## AVAILABLE RECORDS
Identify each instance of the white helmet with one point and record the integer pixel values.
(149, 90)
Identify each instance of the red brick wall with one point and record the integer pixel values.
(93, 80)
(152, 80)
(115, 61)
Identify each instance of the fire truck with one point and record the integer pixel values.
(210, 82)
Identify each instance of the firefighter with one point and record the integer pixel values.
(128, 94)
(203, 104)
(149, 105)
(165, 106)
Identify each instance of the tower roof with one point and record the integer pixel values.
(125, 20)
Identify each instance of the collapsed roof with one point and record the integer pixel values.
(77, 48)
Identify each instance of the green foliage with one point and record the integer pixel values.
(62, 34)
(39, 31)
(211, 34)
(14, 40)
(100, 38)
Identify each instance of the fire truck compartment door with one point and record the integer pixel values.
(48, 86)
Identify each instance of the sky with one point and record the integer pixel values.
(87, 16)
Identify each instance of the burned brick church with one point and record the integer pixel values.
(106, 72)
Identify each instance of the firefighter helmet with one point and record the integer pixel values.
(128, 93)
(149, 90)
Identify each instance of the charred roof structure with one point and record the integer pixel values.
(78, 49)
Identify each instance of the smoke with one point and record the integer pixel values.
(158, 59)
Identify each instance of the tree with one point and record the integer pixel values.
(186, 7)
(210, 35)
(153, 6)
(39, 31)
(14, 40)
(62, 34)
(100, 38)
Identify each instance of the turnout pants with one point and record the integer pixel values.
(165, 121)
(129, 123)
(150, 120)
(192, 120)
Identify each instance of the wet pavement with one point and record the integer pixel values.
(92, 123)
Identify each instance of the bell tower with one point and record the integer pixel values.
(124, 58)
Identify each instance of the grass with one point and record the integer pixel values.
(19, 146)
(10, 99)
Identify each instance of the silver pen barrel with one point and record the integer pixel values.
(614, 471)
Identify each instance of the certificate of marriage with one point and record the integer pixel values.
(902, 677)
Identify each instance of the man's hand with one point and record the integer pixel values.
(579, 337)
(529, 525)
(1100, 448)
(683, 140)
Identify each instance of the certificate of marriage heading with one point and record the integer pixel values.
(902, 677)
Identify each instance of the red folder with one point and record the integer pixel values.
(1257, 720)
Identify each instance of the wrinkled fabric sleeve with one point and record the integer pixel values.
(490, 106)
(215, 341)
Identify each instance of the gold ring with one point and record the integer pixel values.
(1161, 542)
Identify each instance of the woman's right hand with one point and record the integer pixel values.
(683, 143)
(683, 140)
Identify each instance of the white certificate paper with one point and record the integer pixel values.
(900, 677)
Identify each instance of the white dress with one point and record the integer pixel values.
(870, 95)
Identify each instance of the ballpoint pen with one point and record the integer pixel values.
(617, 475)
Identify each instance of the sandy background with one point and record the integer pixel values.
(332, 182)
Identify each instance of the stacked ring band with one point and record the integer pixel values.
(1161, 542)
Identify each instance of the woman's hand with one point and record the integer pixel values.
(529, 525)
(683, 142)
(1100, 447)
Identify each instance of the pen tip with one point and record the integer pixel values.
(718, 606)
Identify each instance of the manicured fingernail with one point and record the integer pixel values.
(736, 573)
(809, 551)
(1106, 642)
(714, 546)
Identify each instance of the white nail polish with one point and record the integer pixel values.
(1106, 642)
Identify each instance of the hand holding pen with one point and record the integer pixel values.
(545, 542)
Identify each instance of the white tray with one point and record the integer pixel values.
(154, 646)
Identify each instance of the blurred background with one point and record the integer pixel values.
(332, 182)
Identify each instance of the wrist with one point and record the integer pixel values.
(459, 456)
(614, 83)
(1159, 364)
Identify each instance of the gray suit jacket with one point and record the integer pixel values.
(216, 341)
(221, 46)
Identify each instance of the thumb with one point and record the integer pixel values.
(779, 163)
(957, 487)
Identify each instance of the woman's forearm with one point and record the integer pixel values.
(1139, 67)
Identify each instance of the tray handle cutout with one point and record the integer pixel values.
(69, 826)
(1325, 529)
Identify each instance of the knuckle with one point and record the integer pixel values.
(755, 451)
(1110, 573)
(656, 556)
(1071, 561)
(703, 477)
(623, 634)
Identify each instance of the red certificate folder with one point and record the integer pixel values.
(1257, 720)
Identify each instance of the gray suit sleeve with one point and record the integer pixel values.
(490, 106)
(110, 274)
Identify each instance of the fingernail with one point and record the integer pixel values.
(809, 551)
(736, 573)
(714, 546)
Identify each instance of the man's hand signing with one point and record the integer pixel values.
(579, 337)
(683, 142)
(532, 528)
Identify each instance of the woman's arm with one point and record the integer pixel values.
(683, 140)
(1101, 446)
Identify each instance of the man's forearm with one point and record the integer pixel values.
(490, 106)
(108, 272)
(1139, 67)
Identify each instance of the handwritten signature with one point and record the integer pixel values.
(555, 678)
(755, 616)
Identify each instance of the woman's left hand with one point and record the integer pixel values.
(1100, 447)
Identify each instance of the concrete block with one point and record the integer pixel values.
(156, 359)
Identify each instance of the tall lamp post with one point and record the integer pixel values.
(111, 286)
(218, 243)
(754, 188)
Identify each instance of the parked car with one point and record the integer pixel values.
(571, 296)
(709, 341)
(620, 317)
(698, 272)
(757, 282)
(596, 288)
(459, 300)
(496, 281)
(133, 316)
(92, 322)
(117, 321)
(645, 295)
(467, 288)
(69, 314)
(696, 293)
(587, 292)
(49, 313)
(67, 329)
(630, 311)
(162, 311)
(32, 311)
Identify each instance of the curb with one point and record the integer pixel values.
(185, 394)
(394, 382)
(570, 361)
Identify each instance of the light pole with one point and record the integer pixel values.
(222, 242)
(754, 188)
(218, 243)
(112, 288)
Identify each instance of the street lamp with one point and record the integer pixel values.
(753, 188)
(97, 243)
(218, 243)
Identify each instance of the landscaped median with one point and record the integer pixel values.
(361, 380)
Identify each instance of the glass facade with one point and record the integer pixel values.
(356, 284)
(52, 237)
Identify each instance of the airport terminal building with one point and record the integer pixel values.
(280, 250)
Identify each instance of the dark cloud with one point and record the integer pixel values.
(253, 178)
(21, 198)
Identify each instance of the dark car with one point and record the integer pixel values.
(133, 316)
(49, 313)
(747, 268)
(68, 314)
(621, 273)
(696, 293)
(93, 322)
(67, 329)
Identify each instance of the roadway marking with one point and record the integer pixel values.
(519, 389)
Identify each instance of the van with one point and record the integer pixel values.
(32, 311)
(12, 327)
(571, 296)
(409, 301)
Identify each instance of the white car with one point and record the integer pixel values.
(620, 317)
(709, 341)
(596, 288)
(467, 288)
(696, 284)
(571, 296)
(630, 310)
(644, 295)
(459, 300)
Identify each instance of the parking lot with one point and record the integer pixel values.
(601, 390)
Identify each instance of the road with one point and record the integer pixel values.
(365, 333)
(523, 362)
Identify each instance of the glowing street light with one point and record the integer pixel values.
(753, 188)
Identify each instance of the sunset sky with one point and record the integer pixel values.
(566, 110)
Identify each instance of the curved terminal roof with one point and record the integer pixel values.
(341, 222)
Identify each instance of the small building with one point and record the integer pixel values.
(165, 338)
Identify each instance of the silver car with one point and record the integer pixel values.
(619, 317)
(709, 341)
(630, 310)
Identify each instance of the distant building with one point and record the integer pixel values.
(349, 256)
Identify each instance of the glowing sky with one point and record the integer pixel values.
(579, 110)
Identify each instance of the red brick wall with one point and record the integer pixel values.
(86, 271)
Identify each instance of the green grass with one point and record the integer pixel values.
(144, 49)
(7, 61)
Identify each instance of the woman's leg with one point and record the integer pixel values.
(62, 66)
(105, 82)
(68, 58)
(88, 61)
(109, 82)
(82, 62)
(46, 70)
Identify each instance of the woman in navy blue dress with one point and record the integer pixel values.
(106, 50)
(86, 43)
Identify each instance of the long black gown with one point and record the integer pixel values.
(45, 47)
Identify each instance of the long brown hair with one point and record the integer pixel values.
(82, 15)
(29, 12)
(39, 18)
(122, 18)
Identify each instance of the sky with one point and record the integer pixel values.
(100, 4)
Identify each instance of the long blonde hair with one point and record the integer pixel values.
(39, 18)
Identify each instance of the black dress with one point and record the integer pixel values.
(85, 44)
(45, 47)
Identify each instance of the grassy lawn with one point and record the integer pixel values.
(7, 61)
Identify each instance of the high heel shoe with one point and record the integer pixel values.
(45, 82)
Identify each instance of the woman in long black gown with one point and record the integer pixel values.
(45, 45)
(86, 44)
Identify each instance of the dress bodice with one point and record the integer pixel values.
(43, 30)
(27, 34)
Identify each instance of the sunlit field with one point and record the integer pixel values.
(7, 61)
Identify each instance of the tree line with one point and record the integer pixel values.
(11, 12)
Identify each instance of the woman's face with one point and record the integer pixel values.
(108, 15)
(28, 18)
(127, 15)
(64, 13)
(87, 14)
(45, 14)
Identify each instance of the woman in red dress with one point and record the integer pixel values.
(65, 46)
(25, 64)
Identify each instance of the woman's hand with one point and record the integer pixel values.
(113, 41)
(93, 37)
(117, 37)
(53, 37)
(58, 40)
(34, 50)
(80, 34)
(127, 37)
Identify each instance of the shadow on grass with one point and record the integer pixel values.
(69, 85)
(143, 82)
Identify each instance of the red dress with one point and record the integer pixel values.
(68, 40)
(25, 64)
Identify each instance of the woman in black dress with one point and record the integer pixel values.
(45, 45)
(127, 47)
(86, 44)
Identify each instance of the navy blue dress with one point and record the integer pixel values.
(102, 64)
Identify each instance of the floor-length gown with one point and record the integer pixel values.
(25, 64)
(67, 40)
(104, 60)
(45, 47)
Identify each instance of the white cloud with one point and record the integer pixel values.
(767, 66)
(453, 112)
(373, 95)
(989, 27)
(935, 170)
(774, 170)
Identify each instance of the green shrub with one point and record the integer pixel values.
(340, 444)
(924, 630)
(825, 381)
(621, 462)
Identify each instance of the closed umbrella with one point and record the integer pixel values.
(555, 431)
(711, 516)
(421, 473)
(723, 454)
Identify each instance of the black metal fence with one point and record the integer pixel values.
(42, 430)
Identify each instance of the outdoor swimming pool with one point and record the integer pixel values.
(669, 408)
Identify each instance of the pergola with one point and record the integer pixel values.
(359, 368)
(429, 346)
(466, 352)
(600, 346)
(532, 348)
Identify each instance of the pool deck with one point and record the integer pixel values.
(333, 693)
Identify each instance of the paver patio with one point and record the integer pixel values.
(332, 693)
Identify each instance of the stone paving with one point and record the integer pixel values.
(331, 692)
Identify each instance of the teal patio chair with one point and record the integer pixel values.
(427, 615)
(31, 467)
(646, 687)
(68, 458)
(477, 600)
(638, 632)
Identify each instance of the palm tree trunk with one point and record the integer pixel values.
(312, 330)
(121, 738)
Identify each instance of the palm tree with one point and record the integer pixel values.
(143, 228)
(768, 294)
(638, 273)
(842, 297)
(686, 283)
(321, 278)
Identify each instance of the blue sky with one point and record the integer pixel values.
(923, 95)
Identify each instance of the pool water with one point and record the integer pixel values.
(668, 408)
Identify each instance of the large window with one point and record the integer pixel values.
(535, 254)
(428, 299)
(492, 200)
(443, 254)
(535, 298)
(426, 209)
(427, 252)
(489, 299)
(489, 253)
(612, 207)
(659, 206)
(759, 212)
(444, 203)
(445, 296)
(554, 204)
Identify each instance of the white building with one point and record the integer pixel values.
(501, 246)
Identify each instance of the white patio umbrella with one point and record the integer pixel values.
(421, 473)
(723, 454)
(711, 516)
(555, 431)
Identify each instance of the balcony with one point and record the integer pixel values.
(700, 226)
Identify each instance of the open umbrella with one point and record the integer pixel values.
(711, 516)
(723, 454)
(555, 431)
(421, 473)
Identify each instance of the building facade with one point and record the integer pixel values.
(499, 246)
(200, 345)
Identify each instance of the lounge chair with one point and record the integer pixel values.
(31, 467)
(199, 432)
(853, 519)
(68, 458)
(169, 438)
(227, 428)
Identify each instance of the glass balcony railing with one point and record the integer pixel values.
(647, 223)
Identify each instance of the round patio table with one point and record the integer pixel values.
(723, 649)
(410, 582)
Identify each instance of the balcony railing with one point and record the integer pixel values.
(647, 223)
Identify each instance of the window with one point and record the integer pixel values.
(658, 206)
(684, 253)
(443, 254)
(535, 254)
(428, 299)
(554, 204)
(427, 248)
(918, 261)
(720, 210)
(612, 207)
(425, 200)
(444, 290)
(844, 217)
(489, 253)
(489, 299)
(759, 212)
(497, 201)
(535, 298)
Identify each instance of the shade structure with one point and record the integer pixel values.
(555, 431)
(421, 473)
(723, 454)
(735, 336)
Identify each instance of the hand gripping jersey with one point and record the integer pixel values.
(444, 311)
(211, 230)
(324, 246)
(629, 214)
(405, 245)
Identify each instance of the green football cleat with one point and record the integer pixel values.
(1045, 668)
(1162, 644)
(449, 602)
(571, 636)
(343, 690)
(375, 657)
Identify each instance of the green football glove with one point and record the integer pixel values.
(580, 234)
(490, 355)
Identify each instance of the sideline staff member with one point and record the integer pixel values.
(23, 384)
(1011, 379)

## DIRECTIONS
Nothing but the lines from the one that contains "Identify each instance of the green football cleat" through the end of the listing above should be copied, each exactly as written.

## SOLUTION TO THIS TASK
Identify each instance of the green football cleat with one point and record the integer pixel values.
(1045, 668)
(1162, 644)
(449, 602)
(571, 636)
(343, 690)
(375, 657)
Identify each instance of the green football glove with one point and record the integer pixel values.
(580, 234)
(490, 355)
Identify each instance of the sideline staff member with one point and record the integer pixel values.
(23, 384)
(1011, 379)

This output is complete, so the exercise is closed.